» Prompt
Extend the account of staging Adding Machine: A Musical at Theatre Three in Dallas, picking up after its final sentence.

» Passage to read
As revelations of Harvey Weinstein’s abuses made national headlines, our cast and production team pondered a telling and troubling comment expressed by a man following one of our performances.

We had just opened the regional premiere of Adding Machine: A Musical at Theatre Three in Dallas. Cynically funny and complex, Jason Loewith and Joshua Schmidt’s 2009 Off-Broadway musical is an adaptation of the 1923 play The Adding Machine by Elmer Rice. It centers on Mr. Zero on the day of his twenty-fifth anniversary at a dead-end accounting job at a department store. When he realizes he’s to be fired and replaced by a highly efficient machine, Zero murders his boss on the spot, is summarily executed, and then, with chilling ambivalence, faces the prospect of eternal freedom in the afterlife.

» Given material

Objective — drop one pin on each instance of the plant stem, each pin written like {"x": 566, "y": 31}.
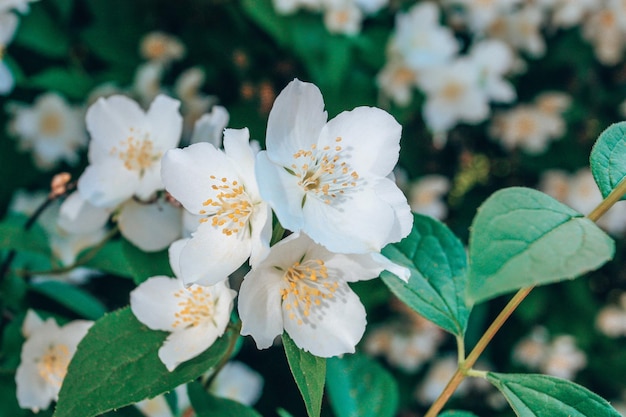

» Result for this exercise
This musical is itself a demanding, albeit rewarding, machine. Artistic Director Jeffrey Schmidt chose it as a part of his first curated season, saying, “I made a promise to challenge artists and audiences; Adding Machine demands focus from both. You don’t casually watch this show and you definitely don’t casually perform it.” Our music director, Mark Mullino, often noted that the eclectic, sophisticated score surpassed Sondheim in vocal and instrumental difficulty. At our first rehearsal, director Blake Hackler further challenged us to consider the state of a person bereft of voice, power, or agency. He worked to heighten each moment with sharp specificity and to mine every opportunity for dark humor or desperation. The exceptional design team included choreographer Danielle Giorgiou, whose stylized movement – whether expressing romantic ideals or sadistic morality – added a sense of repetitive entrapment. And set designer Jocelyn Girigorie created a stark, nimble, and disturbingly uncertain black-and-white 1920s-era existence.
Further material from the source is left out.